▸ **Using the information**
1) Using the helenynolic acid entry, decide whether each statement agrees with it: (a) the acid was first isolated in 1965 from seed oil of Helichrysum bracteatum; (b) the acid is dextrorotatory; (c) the acid contains a triple bond. Answer yes or no for each and quote the words that decide it.
2) Translate this sentence from the helenynolic acid entry into Spanish: "It is optically active with a negative rotation, i.e., levorotatory."

▸ **Exercise passage**
=-=-=-=-=

Helenynolic acid
- Names: IUPAC name (E,9S)-9-hydroxyoctadec-10-en-12-ynoic acid

Identifiers
- CAS Number: 7309-58-2;
- 3D model (JSmol): Interactive image;
- ChEBI: CHEBI:186674;
- ChemSpider: 16735844;
- PubChem CID: 20054934;
- UNII: 1E055S6JHN;

Properties
- Chemical formula: C_{18}H_{30}O_{3}
- Molar mass: 294.435 g·mol^{−1}

= Helenynolic acid =

Helenynolic acid is a hydroxylated and conjugated unsaturated fatty acid containing both a double and a triple bond. The acid belongs to the class of alkyne and alkenoic acids, as well as to the enynes. It is optically active with a negative rotation, i.e., levorotatory.

The delta notation is S-9-OH-18:2Δ10t,12a.

==Discovery==
The acid was initially isolated in 1965 from the glycerides of the seed oil of Helichrysum bracteatum of the Asteraceae family, by R. G. Powell and others.

Helenynolic acid occurs in enantiomerically pure form in Xerochrysum bracteatum. In some seeds, heleninolic acid is formed by oxidation during storage, e.g., in those of Crepis vesicaria from the genus Crepis.

=-=-=-=-=

[Dataset entries]

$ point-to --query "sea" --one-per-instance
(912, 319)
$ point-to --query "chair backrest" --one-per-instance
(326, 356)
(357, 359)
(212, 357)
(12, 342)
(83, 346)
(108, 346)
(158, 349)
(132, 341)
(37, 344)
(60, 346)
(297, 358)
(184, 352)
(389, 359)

=-=-=-=-=

▸ **Results in order**
1)
(a) Yes: "The acid was initially isolated in 1965 from the glycerides of the seed oil of Helichrysum bracteatum"
(b) No: "It is optically active with a negative rotation, i.e., levorotatory."
(c) Yes: "containing both a double and a triple bond"

2) Es ópticamente activo con una rotación negativa, es decir, levógiro.